- [Extracted entries]
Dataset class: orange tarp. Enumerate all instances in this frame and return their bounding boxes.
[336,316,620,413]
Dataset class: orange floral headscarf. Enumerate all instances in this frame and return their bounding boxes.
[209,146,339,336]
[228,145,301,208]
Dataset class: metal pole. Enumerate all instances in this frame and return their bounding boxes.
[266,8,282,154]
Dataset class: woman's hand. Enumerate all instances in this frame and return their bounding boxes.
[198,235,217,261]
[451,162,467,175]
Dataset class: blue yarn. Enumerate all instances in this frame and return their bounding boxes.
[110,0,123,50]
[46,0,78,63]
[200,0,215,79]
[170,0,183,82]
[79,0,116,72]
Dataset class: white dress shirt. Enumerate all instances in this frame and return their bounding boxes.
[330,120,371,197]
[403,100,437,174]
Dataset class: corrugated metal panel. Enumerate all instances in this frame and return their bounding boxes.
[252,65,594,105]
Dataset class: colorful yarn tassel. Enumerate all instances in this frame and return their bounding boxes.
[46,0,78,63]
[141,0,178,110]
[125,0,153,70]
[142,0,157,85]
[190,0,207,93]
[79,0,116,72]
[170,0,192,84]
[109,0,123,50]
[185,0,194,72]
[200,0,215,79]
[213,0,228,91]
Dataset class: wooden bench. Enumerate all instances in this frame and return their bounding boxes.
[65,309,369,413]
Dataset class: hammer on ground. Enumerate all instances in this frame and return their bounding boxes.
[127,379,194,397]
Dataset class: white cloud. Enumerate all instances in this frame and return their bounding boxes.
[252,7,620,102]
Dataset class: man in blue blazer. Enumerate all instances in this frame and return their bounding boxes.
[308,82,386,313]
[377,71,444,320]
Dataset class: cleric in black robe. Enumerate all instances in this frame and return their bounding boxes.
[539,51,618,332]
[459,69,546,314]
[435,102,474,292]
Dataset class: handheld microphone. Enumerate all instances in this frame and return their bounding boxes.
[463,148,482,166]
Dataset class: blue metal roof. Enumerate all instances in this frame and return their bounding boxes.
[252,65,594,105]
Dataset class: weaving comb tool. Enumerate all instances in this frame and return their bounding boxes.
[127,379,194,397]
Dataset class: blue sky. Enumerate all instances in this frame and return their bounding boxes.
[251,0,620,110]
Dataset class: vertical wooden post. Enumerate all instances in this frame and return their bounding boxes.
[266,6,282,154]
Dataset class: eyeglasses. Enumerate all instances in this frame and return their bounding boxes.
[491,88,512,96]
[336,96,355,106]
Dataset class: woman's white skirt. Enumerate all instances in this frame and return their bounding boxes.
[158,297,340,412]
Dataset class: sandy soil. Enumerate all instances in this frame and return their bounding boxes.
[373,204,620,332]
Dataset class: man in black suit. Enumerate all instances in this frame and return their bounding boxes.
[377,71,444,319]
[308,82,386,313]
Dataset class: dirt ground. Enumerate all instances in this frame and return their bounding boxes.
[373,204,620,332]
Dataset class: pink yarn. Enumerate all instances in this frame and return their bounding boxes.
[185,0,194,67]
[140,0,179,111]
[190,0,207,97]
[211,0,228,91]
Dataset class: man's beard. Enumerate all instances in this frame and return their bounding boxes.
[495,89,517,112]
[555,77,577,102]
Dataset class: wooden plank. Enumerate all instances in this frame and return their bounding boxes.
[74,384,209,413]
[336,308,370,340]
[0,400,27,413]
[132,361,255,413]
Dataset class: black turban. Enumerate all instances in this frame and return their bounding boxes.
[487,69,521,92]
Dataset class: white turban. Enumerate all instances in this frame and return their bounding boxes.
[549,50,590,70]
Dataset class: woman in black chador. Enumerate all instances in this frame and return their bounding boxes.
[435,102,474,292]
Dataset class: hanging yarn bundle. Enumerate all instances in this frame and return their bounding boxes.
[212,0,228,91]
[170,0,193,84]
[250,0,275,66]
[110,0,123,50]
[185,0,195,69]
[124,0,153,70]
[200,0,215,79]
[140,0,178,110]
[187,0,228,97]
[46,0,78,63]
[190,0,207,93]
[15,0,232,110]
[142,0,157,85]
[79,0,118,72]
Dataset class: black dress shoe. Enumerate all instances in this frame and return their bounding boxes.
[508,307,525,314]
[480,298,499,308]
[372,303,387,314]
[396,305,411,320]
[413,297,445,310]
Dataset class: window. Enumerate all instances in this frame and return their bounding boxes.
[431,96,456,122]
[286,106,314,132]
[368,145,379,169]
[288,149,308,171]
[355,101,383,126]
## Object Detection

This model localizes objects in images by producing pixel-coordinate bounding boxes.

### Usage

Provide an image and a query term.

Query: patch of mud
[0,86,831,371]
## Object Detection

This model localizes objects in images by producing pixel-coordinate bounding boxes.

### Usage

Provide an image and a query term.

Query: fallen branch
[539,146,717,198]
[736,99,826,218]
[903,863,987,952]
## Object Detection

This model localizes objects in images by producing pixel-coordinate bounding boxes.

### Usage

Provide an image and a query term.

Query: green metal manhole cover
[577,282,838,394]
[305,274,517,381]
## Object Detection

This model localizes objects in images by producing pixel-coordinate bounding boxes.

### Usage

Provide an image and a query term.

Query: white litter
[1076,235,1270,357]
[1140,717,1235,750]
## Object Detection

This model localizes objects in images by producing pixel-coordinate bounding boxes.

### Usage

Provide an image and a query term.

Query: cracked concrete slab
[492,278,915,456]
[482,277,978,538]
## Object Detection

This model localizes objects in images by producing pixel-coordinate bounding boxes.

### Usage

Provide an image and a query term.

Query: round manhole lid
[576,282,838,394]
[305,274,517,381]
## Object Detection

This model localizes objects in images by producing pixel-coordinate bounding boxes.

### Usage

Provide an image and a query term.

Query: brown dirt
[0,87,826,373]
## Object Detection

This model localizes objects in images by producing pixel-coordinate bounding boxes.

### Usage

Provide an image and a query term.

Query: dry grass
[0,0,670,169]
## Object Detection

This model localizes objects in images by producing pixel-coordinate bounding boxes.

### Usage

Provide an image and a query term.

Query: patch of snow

- [Given exercise] Convert every line of the records above into a Markdown table with two columns, Row and Line. Number the rows in order and omit blank lines.

- [Task solution]
| Row | Line |
|---|---|
| 1 | Dataset class: orange tarp. Enumerate all instances in this frame and return their bounding boxes. |
| 2 | [336,316,620,413] |
| 3 | Dataset class: orange floral headscarf. Enumerate all instances in this frame and return their bounding boxes. |
| 4 | [209,146,339,336] |
| 5 | [228,145,301,208] |
| 6 | Dataset class: metal pole. Enumerate all instances in this frame and return their bounding boxes. |
| 7 | [266,8,282,154] |
| 8 | Dataset class: woman's hand. Enumerate all instances in this frame and return their bounding boxes. |
| 9 | [198,235,217,261] |
| 10 | [451,162,467,175] |
| 11 | Dataset class: blue yarn. Enumerate all instances in this frame and return their bounding boxes. |
| 12 | [110,0,123,50] |
| 13 | [46,0,78,63] |
| 14 | [200,0,215,79] |
| 15 | [170,0,183,82] |
| 16 | [79,0,116,72] |
| 17 | Dataset class: white dress shirt. Enumerate all instances in this frame and return their bounding boxes. |
| 18 | [330,120,371,197] |
| 19 | [403,100,437,174] |
| 20 | Dataset class: corrugated metal panel. Enumerate all instances in this frame and return their bounding boxes. |
| 21 | [252,65,594,105] |
| 22 | Dataset class: colorful yarn tassel. Enumerate all instances in this frame and return their bounding boxes. |
| 23 | [46,0,78,63] |
| 24 | [141,0,178,110] |
| 25 | [125,0,153,70] |
| 26 | [142,0,157,85] |
| 27 | [190,0,207,93] |
| 28 | [79,0,116,72] |
| 29 | [170,0,192,84] |
| 30 | [109,0,123,50] |
| 31 | [185,0,194,72] |
| 32 | [200,0,215,79] |
| 33 | [213,0,228,91] |
| 34 | Dataset class: wooden bench. Enumerate all instances in this frame and return their bounding boxes. |
| 35 | [65,309,369,413] |
| 36 | Dataset class: hammer on ground. Enumerate all instances in this frame and return their bounding boxes. |
| 37 | [127,379,194,397] |
| 38 | Dataset class: white cloud. Enumerate all instances in this frame and return their bounding boxes. |
| 39 | [252,7,620,102] |
| 40 | Dataset class: man in blue blazer. Enumerate all instances in this frame and return their bounding boxes. |
| 41 | [308,82,386,313] |
| 42 | [377,71,444,320] |
| 43 | Dataset class: cleric in black robe. Enumerate all instances in this frame and return their bounding boxes. |
| 44 | [539,51,618,332] |
| 45 | [459,69,546,314] |
| 46 | [435,102,474,292] |
| 47 | Dataset class: handheld microphone. Enumerate all instances in this frame and return their bounding boxes. |
| 48 | [463,148,482,166] |
| 49 | Dataset class: blue metal roof. Enumerate all instances in this frame and return their bounding boxes. |
| 50 | [252,65,594,105] |
| 51 | Dataset class: weaving comb tool. Enumerate all instances in this frame and return their bounding boxes. |
| 52 | [127,379,194,397] |
| 53 | Dataset class: blue sky. Enumerate all instances in this frame and return their bounding boxes. |
| 54 | [251,0,620,110] |
| 55 | Dataset class: vertical wooden post. Enumerate all instances in this frame and return their bounding boxes. |
| 56 | [266,6,282,154] |
| 57 | Dataset class: eyeglasses. Enumerate all instances in this frame and return their bounding boxes. |
| 58 | [491,88,512,96] |
| 59 | [336,96,355,106] |
| 60 | Dataset class: woman's white skirt. Enumerate all instances in this frame and return their bounding boxes. |
| 61 | [158,297,340,412] |
| 62 | Dataset class: sandy soil. Enumerate all instances in this frame and return their bounding boxes. |
| 63 | [373,204,620,332] |
| 64 | Dataset class: man in black suit. Enumerate all instances in this frame and return their bounding boxes. |
| 65 | [377,71,444,319] |
| 66 | [308,82,386,313] |
| 67 | Dataset class: dirt ground. Enumerate all instances in this frame and return their bounding boxes. |
| 68 | [373,204,620,332] |
| 69 | Dataset class: pink yarn. Enumerate all instances in this frame and return their bounding boxes. |
| 70 | [185,0,194,67] |
| 71 | [140,0,179,111] |
| 72 | [190,0,207,97] |
| 73 | [211,0,228,91] |
| 74 | Dataset class: man's beard. Enumerate all instances in this frame and return their bounding boxes. |
| 75 | [495,89,517,112] |
| 76 | [555,77,577,102] |
| 77 | Dataset class: wooden plank. Enumerate all instances in this frame and return their bounding boxes. |
| 78 | [74,384,209,413] |
| 79 | [336,308,370,340] |
| 80 | [0,400,27,413] |
| 81 | [132,361,255,413] |
| 82 | Dataset class: black turban. Enumerate all instances in this frame and return their bounding boxes. |
| 83 | [487,69,521,92] |
| 84 | Dataset class: white turban. Enumerate all instances in this frame and return their bounding boxes. |
| 85 | [549,50,590,70] |
| 86 | Dataset class: woman in black chador. Enumerate all instances in this frame and return their bounding boxes. |
| 87 | [435,102,474,292] |
| 88 | Dataset class: hanging yarn bundle. Enumerate all instances in this frame and return their bounding boxes. |
| 89 | [212,0,228,91] |
| 90 | [170,0,193,84] |
| 91 | [250,0,275,66] |
| 92 | [110,0,123,50] |
| 93 | [185,0,195,69] |
| 94 | [124,0,153,70] |
| 95 | [200,0,215,79] |
| 96 | [140,0,178,110] |
| 97 | [187,0,228,97] |
| 98 | [46,0,78,63] |
| 99 | [190,0,207,93] |
| 100 | [15,0,232,110] |
| 101 | [142,0,157,85] |
| 102 | [79,0,118,72] |
| 103 | Dataset class: black dress shoe. Enumerate all instances in this frame and return their bounding boxes. |
| 104 | [508,307,525,314] |
| 105 | [480,298,499,308] |
| 106 | [372,303,387,314] |
| 107 | [396,305,411,320] |
| 108 | [413,297,445,310] |
| 109 | Dataset class: window. Enumerate all instances in this frame and return their bounding boxes. |
| 110 | [431,96,456,122] |
| 111 | [286,106,314,132] |
| 112 | [368,145,379,169] |
| 113 | [288,149,308,171] |
| 114 | [355,101,383,126] |
| 115 | ## Object Detection |
| 116 | This model localizes objects in images by producing pixel-coordinate bounding boxes. |
| 117 | ### Usage |
| 118 | Provide an image and a query term. |
| 119 | Query: patch of mud |
| 120 | [0,86,831,371] |
| 121 | ## Object Detection |
| 122 | This model localizes objects in images by producing pixel-coordinate bounding boxes. |
| 123 | ### Usage |
| 124 | Provide an image and a query term. |
| 125 | Query: fallen branch |
| 126 | [539,146,717,198] |
| 127 | [736,99,826,218] |
| 128 | [903,863,987,952] |
| 129 | ## Object Detection |
| 130 | This model localizes objects in images by producing pixel-coordinate bounding boxes. |
| 131 | ### Usage |
| 132 | Provide an image and a query term. |
| 133 | Query: green metal manhole cover |
| 134 | [577,282,838,394] |
| 135 | [305,274,517,381] |
| 136 | ## Object Detection |
| 137 | This model localizes objects in images by producing pixel-coordinate bounding boxes. |
| 138 | ### Usage |
| 139 | Provide an image and a query term. |
| 140 | Query: white litter |
| 141 | [1076,235,1270,357] |
| 142 | [1140,717,1235,750] |
| 143 | ## Object Detection |
| 144 | This model localizes objects in images by producing pixel-coordinate bounding boxes. |
| 145 | ### Usage |
| 146 | Provide an image and a query term. |
| 147 | Query: cracked concrete slab |
| 148 | [492,278,915,456] |
| 149 | [482,277,978,538] |
| 150 | ## Object Detection |
| 151 | This model localizes objects in images by producing pixel-coordinate bounding boxes. |
| 152 | ### Usage |
| 153 | Provide an image and a query term. |
| 154 | Query: round manhole lid |
| 155 | [576,282,838,394] |
| 156 | [305,274,517,381] |
| 157 | ## Object Detection |
| 158 | This model localizes objects in images by producing pixel-coordinate bounding boxes. |
| 159 | ### Usage |
| 160 | Provide an image and a query term. |
| 161 | Query: brown dirt |
| 162 | [0,87,826,373] |
| 163 | ## Object Detection |
| 164 | This model localizes objects in images by producing pixel-coordinate bounding boxes. |
| 165 | ### Usage |
| 166 | Provide an image and a query term. |
| 167 | Query: dry grass |
| 168 | [0,0,670,169] |
| 169 | ## Object Detection |
| 170 | This model localizes objects in images by producing pixel-coordinate bounding boxes. |
| 171 | ### Usage |
| 172 | Provide an image and a query term. |
| 173 | Query: patch of snow |